Segment Start: Dataset records
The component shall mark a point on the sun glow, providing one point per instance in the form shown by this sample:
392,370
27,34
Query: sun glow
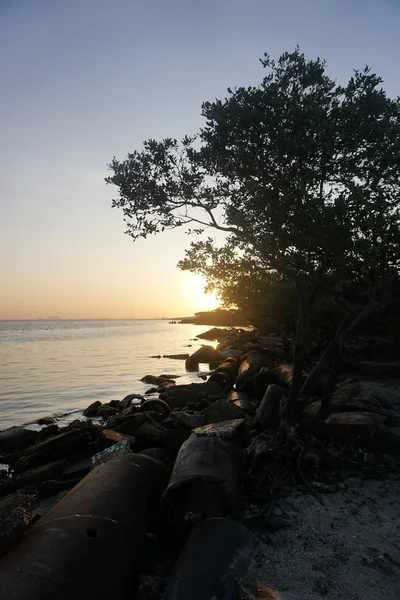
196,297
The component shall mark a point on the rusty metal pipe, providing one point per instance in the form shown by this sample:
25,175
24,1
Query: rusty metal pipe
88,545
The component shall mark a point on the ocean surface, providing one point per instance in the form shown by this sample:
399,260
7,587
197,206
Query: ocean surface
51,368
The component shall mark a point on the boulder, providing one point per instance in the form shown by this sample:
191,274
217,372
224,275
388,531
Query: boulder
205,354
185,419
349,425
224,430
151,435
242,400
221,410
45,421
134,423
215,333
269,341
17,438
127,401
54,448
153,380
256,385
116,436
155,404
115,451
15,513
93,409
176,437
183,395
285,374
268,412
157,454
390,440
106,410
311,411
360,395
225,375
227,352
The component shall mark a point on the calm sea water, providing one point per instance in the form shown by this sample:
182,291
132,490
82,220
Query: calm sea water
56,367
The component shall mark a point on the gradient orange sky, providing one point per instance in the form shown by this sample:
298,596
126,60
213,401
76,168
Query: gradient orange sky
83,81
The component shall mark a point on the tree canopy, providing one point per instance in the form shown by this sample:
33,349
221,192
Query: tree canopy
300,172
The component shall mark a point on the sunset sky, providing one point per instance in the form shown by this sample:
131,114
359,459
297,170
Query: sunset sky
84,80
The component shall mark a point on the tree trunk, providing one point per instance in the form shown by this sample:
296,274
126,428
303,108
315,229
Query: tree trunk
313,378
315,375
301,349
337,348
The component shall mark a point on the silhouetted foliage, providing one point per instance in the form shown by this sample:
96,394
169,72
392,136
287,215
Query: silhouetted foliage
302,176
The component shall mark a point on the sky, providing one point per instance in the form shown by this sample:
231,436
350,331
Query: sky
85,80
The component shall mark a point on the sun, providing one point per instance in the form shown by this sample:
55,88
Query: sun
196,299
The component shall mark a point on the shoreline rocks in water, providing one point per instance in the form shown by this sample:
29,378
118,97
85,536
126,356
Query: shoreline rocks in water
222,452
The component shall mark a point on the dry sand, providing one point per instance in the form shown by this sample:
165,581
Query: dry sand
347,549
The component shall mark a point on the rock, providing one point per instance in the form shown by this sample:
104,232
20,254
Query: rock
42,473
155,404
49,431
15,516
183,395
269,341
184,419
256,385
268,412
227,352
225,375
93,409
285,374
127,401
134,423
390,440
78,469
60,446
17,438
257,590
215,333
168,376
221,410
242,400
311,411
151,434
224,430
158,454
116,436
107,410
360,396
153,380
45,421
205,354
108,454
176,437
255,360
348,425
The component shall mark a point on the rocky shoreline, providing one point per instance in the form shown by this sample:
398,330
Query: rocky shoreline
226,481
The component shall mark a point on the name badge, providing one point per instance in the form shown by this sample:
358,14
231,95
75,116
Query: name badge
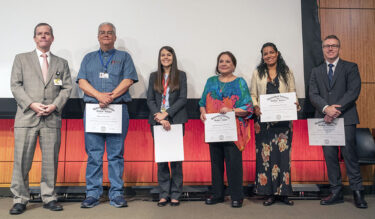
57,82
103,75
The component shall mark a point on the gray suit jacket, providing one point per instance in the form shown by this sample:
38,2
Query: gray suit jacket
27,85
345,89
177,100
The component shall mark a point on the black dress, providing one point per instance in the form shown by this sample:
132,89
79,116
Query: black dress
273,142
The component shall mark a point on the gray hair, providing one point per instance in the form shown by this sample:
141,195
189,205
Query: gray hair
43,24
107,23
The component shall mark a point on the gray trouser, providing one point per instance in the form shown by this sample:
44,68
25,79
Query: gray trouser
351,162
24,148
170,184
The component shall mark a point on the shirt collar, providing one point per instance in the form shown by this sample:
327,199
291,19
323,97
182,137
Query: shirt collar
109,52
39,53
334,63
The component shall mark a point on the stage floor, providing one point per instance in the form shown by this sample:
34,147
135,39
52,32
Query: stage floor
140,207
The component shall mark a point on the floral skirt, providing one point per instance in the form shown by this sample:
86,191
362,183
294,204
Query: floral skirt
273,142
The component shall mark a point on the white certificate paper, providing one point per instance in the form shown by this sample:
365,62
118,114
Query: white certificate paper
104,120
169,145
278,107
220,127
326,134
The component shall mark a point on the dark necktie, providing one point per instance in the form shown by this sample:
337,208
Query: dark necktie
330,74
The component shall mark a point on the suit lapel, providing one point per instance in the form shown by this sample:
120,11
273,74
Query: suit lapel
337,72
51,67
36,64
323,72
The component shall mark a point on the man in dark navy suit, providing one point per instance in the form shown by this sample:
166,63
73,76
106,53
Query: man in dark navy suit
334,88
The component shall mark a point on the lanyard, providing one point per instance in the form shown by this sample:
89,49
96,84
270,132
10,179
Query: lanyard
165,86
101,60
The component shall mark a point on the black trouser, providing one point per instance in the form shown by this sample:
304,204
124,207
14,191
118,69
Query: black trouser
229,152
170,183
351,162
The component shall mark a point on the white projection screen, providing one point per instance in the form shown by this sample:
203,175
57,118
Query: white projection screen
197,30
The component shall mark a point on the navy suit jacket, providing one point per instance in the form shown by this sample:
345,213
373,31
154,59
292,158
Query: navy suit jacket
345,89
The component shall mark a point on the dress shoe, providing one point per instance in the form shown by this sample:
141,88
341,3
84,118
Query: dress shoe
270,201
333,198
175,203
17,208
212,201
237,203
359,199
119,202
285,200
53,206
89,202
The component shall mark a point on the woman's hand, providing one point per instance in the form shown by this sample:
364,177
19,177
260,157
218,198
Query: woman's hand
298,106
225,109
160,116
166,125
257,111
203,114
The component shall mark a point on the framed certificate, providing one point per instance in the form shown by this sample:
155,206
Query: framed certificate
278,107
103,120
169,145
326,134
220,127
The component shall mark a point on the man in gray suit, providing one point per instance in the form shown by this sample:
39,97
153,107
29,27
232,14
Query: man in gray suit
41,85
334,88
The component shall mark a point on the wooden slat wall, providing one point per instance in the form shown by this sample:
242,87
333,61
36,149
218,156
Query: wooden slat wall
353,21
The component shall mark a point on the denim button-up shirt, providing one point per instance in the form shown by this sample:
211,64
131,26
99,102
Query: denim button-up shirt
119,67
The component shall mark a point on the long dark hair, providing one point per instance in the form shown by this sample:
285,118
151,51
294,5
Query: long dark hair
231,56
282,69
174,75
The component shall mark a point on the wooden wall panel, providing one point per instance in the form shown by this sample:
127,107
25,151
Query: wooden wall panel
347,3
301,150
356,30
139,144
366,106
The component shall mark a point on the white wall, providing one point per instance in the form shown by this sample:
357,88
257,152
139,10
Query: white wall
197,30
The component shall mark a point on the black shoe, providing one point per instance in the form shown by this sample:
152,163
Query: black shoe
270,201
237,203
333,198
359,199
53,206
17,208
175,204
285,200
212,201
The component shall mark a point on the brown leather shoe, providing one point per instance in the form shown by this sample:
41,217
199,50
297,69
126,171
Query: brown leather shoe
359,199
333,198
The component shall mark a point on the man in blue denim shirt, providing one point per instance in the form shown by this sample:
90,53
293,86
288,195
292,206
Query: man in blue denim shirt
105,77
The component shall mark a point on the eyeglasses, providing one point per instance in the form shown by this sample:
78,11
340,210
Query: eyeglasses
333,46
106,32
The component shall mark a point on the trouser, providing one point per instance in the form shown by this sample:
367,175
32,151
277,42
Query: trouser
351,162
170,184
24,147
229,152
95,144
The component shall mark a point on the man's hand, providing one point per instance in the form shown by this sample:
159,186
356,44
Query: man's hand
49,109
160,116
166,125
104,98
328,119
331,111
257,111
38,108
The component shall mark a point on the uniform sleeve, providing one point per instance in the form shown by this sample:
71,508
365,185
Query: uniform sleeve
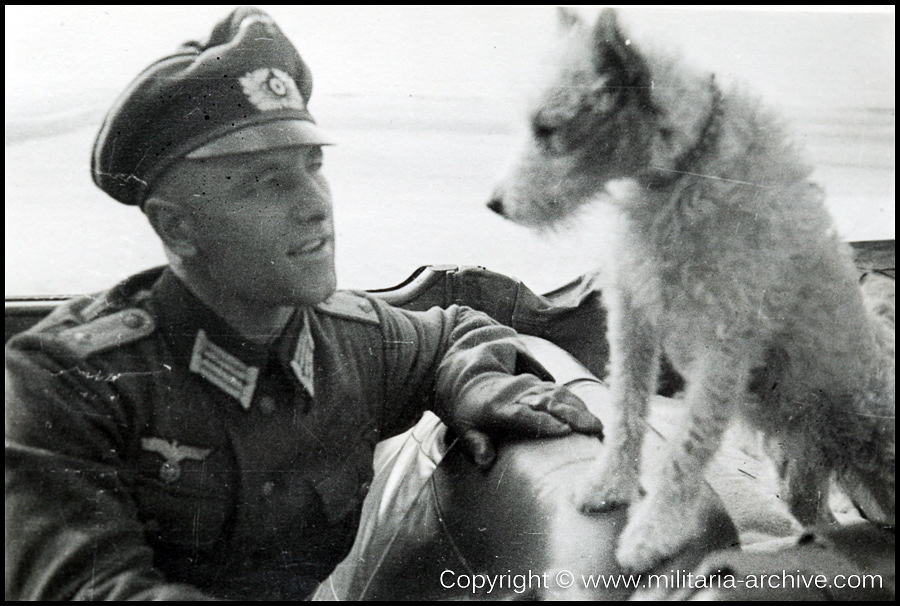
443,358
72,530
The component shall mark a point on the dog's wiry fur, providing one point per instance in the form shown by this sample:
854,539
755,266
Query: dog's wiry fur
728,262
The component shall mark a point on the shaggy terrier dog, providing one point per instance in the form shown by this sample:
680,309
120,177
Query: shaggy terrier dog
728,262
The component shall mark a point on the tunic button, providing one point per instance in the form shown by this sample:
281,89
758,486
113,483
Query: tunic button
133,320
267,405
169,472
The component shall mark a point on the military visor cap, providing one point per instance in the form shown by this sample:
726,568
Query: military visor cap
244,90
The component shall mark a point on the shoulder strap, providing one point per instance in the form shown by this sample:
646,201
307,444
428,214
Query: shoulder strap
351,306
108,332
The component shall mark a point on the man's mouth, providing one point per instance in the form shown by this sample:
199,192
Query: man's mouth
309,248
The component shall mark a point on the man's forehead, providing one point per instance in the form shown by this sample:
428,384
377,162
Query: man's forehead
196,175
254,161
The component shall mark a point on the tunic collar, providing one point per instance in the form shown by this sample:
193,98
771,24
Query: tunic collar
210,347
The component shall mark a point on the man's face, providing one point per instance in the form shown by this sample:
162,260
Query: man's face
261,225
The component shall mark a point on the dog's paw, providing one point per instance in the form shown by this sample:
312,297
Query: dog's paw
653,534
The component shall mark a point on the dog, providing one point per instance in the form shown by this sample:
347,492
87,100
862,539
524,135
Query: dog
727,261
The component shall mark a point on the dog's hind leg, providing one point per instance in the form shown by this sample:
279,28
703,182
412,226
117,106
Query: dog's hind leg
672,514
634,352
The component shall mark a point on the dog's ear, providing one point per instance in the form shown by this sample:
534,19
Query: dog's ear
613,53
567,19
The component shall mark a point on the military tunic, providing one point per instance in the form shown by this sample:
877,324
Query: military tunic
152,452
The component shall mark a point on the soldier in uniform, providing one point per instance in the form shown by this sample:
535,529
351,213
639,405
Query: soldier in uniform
Segment End: Dataset records
Your instructions: Find the lines above that contain "soldier" and give their count, with nothing added.

Result for this exercise: 2